▶ DESCRIPTION OF THE TASK
Rewrite the lines below, putting "marker" wherever "keypoint" appears and leaving everything else as it is.
-- -- --
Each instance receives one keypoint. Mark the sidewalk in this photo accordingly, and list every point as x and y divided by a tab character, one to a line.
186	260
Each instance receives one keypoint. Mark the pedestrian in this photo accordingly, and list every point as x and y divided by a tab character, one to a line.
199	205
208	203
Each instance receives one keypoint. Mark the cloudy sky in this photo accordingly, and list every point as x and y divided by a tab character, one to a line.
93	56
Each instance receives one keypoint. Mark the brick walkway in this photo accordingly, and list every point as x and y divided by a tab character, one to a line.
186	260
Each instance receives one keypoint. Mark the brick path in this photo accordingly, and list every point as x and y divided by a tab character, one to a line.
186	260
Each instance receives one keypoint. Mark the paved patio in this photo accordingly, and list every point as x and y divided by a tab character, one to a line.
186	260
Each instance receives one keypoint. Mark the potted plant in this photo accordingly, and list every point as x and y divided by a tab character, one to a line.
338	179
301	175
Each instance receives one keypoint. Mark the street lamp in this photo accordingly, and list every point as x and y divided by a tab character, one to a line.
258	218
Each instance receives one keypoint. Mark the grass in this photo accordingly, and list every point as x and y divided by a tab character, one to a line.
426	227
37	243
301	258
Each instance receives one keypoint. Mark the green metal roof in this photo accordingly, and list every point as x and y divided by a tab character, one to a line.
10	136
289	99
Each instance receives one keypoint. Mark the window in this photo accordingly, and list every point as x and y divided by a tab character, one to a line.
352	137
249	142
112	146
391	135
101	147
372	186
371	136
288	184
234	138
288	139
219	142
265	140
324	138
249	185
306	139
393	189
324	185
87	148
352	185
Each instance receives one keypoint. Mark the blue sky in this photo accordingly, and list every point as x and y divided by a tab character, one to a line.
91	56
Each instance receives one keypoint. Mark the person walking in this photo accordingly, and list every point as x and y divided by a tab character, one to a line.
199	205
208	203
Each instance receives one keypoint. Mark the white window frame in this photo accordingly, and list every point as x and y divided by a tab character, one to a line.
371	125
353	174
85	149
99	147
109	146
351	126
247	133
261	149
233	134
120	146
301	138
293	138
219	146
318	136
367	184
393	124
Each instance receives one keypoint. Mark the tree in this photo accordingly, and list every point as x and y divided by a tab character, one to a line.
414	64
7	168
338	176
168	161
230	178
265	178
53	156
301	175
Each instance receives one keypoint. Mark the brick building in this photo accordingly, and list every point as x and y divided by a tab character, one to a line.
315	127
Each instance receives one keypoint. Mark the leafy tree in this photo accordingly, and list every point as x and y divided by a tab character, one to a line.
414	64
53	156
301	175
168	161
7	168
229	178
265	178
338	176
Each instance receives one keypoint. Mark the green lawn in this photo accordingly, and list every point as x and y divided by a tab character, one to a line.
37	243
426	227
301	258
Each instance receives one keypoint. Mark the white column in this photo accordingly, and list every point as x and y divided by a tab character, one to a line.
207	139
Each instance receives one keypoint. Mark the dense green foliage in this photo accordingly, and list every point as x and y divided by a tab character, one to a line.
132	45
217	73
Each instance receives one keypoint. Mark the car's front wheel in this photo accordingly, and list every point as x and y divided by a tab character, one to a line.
-- -- --
▶ THE RESULT
Each instance receives one marker. Mark the sidewalk in this photo accordingly, and list every point as x and y divided by a tab character, one to a line.
186	260
Each instance receives one marker. Mark the pedestrian in this photo accordingly, and list every point as x and y divided by a tab character, one to a line.
199	205
208	203
Each instance receives one marker. Mark the cloudy sky in this photo accordingly, and list every point as x and y divided by a tab character, one to a line.
93	56
Each instance receives one marker. Mark the brick walkway in this photo accordingly, and list every point as x and y divided by a tab character, one to a line.
186	260
Each instance receives one marker. Mark the brick path in this photo accordingly, and list every point as x and y divided by a tab character, one to a line.
186	260
Each instance receives one marker. Mark the paved patio in this photo accordingly, and list every point as x and y divided by a tab character, one to a line.
186	260
Each instance receives one marker. Mark the potted plant in this photo accordingly, and list every point as x and y divided by a tab character, one to a line.
338	179
301	175
Each instance receives one marker. Mark the street lamp in this photo accordingly, and list every point as x and y divided by a tab character, one to a line.
258	218
Each instance receives one marker. Mark the grass in this photo accordingly, and list every point as x and y divided by a tab character, one to a line.
426	227
37	243
301	258
Each instance receives one marker. Mark the green metal roof in this photo accordingly, and list every point as x and y divided by a tab character, one to a line.
10	136
289	99
Each instance receives one marker. Mark the window in this photo accordingly, and list every point as x and y divided by a tab character, one to a line.
352	137
249	142
112	146
391	135
101	147
372	186
371	136
288	184
234	138
288	139
219	142
265	140
324	138
249	185
306	139
393	189
324	185
87	148
352	185
Each instance receives one marker. Mark the blue sky in this photo accordingly, and list every point as x and y divided by a tab character, one to a line.
91	56
Each instance receives one marker. Mark the person walking in this photo accordingly, and list every point as x and y divided by a tab character, one to a line.
199	205
208	203
Each instance receives one marker. Mark the white window frame in this photo accordingly, and list every point as x and y divided by a tab character, one to a line.
371	125
353	174
85	149
99	147
109	146
351	126
247	133
261	149
233	134
120	146
301	138
293	138
219	146
318	136
367	184
393	124
Each instance receives one marker. Mark the tree in this photo accordingly, and list every point as x and y divided by a tab character, one to a line.
414	64
7	168
338	176
168	161
230	178
265	178
53	156
301	175
Each instance receives one marker. Mark the brick building in this photo accordingly, and list every point as x and y divided by a tab character, one to a line.
315	127
Each instance receives one marker. Mark the leafy tree in this photo accordingly, and list every point as x and y divided by a tab character, one to a line.
414	64
53	156
301	175
168	161
7	168
229	178
265	178
338	176
Each instance receives one marker. Mark the green lawn in this photo accordingly, and list every point as x and y divided by a tab character, one to a line.
37	243
426	227
301	258
Each instance receives one marker. Mark the white column in this photo accordingly, and list every point as x and y divided by a tab character, one to a line.
207	139
Each instance receives one marker. Mark the dense green foliage in this photo accordingly, and list every point as x and y divided by a tab character, one to a line.
132	45
217	73
Each instance receives one marker. Mark the car's front wheel in this photo accordingly, and list every point as x and y divided by a tab character, one to a line.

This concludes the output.